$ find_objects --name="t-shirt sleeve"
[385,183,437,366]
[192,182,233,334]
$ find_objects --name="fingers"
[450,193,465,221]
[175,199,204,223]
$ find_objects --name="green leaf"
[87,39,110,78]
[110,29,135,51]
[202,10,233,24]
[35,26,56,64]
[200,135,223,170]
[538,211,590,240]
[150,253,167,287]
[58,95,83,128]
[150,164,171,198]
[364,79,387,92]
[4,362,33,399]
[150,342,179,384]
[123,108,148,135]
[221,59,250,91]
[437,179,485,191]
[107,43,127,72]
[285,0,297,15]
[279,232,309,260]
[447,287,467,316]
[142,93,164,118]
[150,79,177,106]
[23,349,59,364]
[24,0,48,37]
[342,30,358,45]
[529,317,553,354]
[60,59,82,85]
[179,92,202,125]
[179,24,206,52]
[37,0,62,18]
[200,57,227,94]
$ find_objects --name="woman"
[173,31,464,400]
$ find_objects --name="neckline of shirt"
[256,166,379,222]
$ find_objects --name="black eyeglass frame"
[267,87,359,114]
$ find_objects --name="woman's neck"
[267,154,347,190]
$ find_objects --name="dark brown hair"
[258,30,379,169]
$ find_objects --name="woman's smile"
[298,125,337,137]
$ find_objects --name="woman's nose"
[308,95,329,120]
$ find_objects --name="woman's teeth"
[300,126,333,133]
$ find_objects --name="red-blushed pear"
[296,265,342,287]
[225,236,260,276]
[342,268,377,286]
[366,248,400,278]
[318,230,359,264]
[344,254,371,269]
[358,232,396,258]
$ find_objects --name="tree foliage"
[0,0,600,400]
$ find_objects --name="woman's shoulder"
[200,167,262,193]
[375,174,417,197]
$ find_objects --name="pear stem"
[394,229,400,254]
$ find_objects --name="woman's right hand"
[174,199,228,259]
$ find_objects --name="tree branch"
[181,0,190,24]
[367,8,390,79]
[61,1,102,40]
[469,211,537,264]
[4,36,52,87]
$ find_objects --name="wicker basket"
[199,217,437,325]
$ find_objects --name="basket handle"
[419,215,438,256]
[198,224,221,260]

REQUEST -
Please reproduce every line of the data above, request lines included, but scale each bounding-box coordinate by 1.4 and round it to a whole number, with halves rounded up.

OUTPUT OF THE TASK -
$ find_objects --name="t-shirt sleeve"
[539,256,612,512]
[269,255,326,468]
$ find_objects --name="fingers"
[630,270,651,309]
[245,279,286,312]
$ find_objects --name="green leaf"
[122,55,154,109]
[154,41,189,71]
[283,14,326,34]
[49,36,78,90]
[280,189,312,238]
[753,295,826,336]
[210,354,234,402]
[81,133,116,179]
[210,230,239,277]
[510,111,542,129]
[6,507,46,559]
[210,479,251,538]
[172,151,207,189]
[309,83,350,127]
[612,251,679,267]
[150,60,178,101]
[399,0,416,21]
[391,325,433,364]
[626,402,654,442]
[199,130,230,165]
[210,111,248,148]
[32,489,83,510]
[34,0,67,52]
[479,42,501,63]
[741,444,774,496]
[84,83,115,119]
[251,129,283,175]
[251,34,288,73]
[52,0,87,25]
[280,80,318,132]
$ find_objects --name="woman"
[242,43,650,560]
$ find_objects --name="neckline of shirt"
[358,232,531,311]
$ find_objects --name="black eyeglass frame"
[374,122,503,160]
$ find_objects --name="woman's neck"
[374,216,486,266]
$ find_objects --name="dark brown hair"
[361,42,531,237]
$ find_objects --name="woman's smile"
[417,175,472,192]
$ find_objects --name="woman's nose"
[431,133,461,168]
$ find_objects --name="woman's teeth"
[420,176,466,186]
$ find_objects --name="red-blushed pear"
[414,371,479,402]
[315,330,364,386]
[479,375,528,400]
[512,347,560,389]
[445,322,503,370]
[482,356,519,377]
[501,325,554,361]
$ find_objects --name="tree foliage"
[0,0,840,560]
$ find_objects --name="woman's shoulder"
[280,234,367,270]
[525,244,584,276]
$ find_objects --name="pear stem"
[552,321,560,356]
$ find_objects --name="woman's right hand"
[244,279,319,363]
$ find_objects --name="tree branch"
[253,0,266,34]
[514,11,546,111]
[85,1,143,56]
[657,295,752,370]
[6,50,73,122]
$ find_objects --name="wicker basket"
[279,304,612,455]
$ find_objects --name="basket handle"
[587,301,613,358]
[277,314,309,364]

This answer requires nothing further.